(Bir veri kümesinden kayıtlar)
::::::::::

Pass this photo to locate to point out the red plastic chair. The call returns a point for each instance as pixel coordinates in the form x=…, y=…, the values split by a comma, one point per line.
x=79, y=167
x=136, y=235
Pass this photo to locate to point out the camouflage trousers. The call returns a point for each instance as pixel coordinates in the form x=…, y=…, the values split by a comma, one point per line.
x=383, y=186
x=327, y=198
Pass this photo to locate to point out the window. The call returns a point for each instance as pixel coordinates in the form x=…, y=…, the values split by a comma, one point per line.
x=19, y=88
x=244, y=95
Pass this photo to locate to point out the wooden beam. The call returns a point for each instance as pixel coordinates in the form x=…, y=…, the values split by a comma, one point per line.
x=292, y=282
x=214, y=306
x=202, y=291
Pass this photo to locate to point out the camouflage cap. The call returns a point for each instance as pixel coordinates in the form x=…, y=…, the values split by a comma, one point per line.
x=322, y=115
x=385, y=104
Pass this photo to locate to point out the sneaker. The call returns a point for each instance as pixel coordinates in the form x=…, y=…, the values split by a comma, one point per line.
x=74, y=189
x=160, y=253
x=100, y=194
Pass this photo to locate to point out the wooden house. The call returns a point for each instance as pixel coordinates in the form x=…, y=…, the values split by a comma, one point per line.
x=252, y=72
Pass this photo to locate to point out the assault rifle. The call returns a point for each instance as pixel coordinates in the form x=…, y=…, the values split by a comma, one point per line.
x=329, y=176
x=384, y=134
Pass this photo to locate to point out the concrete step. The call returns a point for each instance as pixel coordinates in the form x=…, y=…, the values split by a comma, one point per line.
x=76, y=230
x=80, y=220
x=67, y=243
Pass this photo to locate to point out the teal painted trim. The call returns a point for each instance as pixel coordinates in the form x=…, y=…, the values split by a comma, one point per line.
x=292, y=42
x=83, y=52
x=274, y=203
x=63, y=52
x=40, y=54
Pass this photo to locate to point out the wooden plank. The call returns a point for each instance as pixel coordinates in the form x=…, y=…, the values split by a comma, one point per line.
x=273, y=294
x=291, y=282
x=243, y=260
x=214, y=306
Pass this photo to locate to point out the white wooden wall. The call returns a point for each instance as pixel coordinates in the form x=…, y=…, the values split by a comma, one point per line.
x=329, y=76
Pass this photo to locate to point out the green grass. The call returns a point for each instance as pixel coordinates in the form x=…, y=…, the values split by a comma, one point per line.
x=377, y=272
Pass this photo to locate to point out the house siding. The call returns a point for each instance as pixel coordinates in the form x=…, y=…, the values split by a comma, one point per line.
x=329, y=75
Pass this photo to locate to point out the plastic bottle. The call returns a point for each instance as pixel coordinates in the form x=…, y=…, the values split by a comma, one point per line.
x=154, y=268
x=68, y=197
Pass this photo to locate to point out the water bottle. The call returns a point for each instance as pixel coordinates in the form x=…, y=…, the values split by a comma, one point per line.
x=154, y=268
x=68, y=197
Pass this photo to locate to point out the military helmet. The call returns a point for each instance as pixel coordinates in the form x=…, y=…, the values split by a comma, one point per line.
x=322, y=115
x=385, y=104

::::::::::

Materyalde "Pass this photo to locate to point out the water" ifadesinin geçtiği satırdan başlayıp materyalin sonuna kadar giden satırları, ilk satır da dahil olmak üzere, olduğu gibi yeniden yaz.

Pass this photo to locate to point out the water bottle. The call returns a point for each instance as pixel coordinates in the form x=…, y=…, the values split by a comma, one point per line.
x=154, y=268
x=68, y=197
Pass this photo to locate to point out the military helmet. The call returns a point for each instance as pixel coordinates in the form x=…, y=…, the values split by a comma, one point per line.
x=322, y=115
x=385, y=104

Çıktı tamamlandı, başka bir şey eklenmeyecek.